Items from a labeling collection
###
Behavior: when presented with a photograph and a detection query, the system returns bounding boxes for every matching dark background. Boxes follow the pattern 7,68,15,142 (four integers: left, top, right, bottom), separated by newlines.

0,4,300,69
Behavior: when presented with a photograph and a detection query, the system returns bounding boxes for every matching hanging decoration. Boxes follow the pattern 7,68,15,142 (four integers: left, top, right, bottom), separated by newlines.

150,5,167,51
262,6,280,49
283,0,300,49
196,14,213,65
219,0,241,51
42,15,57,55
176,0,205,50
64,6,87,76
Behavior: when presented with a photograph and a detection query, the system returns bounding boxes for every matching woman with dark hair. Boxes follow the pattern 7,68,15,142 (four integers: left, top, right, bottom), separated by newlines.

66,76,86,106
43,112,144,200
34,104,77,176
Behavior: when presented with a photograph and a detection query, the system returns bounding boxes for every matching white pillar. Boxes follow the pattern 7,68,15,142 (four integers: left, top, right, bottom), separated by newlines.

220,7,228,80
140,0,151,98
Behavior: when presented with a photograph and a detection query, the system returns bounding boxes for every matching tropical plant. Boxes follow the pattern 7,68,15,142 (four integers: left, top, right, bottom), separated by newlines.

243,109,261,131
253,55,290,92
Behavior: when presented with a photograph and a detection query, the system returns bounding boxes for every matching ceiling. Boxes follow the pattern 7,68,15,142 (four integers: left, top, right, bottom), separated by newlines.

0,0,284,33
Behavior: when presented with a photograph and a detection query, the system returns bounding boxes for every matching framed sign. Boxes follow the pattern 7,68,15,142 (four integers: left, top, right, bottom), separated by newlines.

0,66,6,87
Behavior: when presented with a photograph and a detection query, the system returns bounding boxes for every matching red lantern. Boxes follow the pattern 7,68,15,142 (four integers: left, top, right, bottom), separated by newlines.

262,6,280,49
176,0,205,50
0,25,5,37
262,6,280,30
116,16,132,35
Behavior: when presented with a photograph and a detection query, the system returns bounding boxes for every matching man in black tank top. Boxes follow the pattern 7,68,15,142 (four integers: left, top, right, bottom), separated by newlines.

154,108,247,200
###
### [Short problem]
Lay out every entry above as a JSON list of strings, one string per line, leaving out the blank lines.

### [Completed exercise]
[
  "Behavior: when presented with a photograph and a detection query, the system returns bounding boxes for every matching dark background. Boxes follow the pattern 7,68,15,142 (four integers: left, top, right, bottom), separated by newlines.",
  "0,4,300,69",
  "Behavior: when presented with a photograph and a detection query, the system returns bounding boxes for every matching hanging decoration. Boxes follow the pattern 7,68,15,142 (four integers: left, top, right, bottom), separated by newlines.",
  "150,5,167,51",
  "262,6,280,49",
  "283,0,300,49",
  "196,14,213,65",
  "219,0,241,51",
  "42,15,57,55",
  "176,0,205,50",
  "64,6,87,76",
  "Behavior: when presented with a photograph and a detection query, the system returns bounding boxes for every matching woman with dark hair. Boxes follow the pattern 7,68,15,142 (four integers: left, top, right, bottom), separated by newlines.",
  "66,76,86,106",
  "43,112,144,200",
  "34,104,77,176",
  "Behavior: when presented with a photograph and a detection query, the system returns bounding boxes for every matching white pillar. Boxes follow the pattern 7,68,15,142 (four integers: left, top, right, bottom), separated by newlines.",
  "220,7,228,80",
  "140,0,151,98",
  "Behavior: when presented with a photograph and a detection query, the system returns bounding boxes for every matching tropical plant. Boxes follow the pattern 7,68,15,142 (four integers: left, top, right, bottom), separated by newlines.",
  "243,109,261,131",
  "253,55,290,92",
  "Behavior: when presented with a photograph and a detection query, the system returns bounding boxes for every matching ceiling. Boxes follow the pattern 7,68,15,142 (four integers: left, top, right, bottom), separated by newlines.",
  "0,0,284,33",
  "Behavior: when presented with a photograph and a detection query, the system returns bounding boxes for every matching framed sign. Boxes follow the pattern 7,68,15,142 (four integers: left, top, right, bottom), separated by newlines.",
  "0,66,6,87",
  "Behavior: when presented with a photograph and a detection query, the system returns bounding boxes for every matching red lantern. Boxes follow the pattern 7,68,15,142 (four integers: left, top, right, bottom), separated by newlines.",
  "262,6,280,49",
  "176,0,205,50",
  "0,25,5,37",
  "262,6,280,30",
  "116,16,132,35",
  "Behavior: when presented with a photograph and a detection query, the system returns bounding boxes for every matching man in black tank top. Boxes follow the pattern 7,68,15,142 (four integers: left, top, right, bottom), separated by newlines.",
  "154,108,247,200"
]